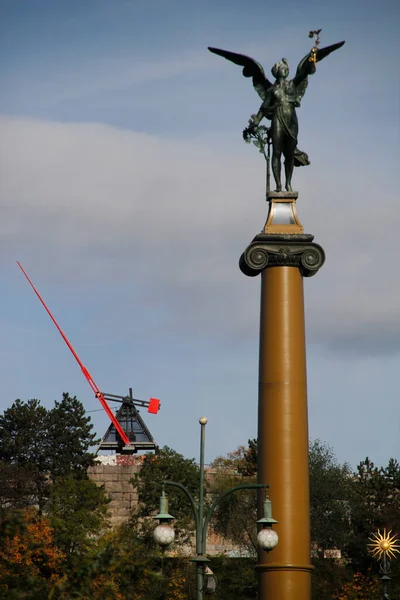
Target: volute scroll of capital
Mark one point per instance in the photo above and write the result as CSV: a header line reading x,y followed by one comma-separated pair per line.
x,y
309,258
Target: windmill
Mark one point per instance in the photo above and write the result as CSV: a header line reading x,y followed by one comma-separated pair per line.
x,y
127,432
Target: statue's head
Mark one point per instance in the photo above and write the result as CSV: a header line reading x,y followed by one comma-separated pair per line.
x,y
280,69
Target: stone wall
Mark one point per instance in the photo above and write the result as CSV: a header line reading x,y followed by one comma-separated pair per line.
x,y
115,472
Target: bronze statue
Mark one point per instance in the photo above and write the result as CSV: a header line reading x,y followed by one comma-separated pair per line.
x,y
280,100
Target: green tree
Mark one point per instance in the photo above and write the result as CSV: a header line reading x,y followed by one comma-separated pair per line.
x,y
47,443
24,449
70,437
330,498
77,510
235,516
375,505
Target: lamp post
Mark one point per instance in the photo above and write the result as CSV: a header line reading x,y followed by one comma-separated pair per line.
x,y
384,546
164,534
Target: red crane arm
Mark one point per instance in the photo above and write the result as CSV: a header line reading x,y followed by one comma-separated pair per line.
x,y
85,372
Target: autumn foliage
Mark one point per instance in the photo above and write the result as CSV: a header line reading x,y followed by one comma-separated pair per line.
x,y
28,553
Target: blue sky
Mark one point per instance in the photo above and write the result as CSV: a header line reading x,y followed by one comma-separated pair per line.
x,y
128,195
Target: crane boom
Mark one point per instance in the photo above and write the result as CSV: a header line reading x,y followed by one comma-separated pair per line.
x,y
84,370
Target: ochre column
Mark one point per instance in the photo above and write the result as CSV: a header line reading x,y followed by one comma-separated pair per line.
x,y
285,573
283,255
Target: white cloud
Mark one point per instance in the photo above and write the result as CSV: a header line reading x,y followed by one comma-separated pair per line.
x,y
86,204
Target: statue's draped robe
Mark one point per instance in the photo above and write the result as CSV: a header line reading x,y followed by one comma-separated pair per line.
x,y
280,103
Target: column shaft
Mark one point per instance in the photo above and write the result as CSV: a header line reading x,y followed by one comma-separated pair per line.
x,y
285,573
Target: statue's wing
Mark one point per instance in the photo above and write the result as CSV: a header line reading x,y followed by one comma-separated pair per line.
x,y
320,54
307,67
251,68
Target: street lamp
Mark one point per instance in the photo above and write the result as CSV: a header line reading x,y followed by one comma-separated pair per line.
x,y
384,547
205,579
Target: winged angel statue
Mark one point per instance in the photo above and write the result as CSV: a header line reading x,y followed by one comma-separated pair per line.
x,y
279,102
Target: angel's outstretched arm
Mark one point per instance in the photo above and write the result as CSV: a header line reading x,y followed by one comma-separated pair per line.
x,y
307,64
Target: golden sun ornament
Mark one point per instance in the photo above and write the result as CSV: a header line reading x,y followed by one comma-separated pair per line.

* * *

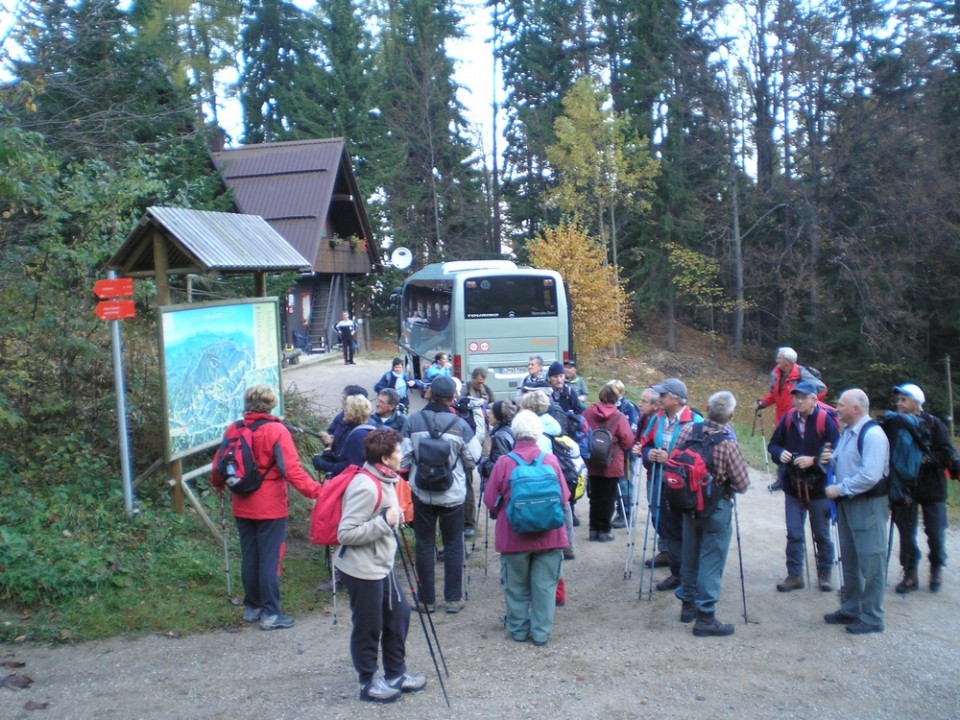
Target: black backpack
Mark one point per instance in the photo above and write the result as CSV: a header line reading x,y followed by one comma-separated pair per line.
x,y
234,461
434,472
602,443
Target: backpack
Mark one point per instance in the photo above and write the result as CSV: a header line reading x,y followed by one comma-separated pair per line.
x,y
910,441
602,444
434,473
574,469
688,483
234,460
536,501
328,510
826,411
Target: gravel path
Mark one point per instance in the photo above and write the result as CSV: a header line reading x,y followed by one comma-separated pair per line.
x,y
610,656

Instructions for the task: Pull out every line of the data above that contains the string "lamp" and list those lines.

Response to this task:
Target: lamp post
Target: street lamp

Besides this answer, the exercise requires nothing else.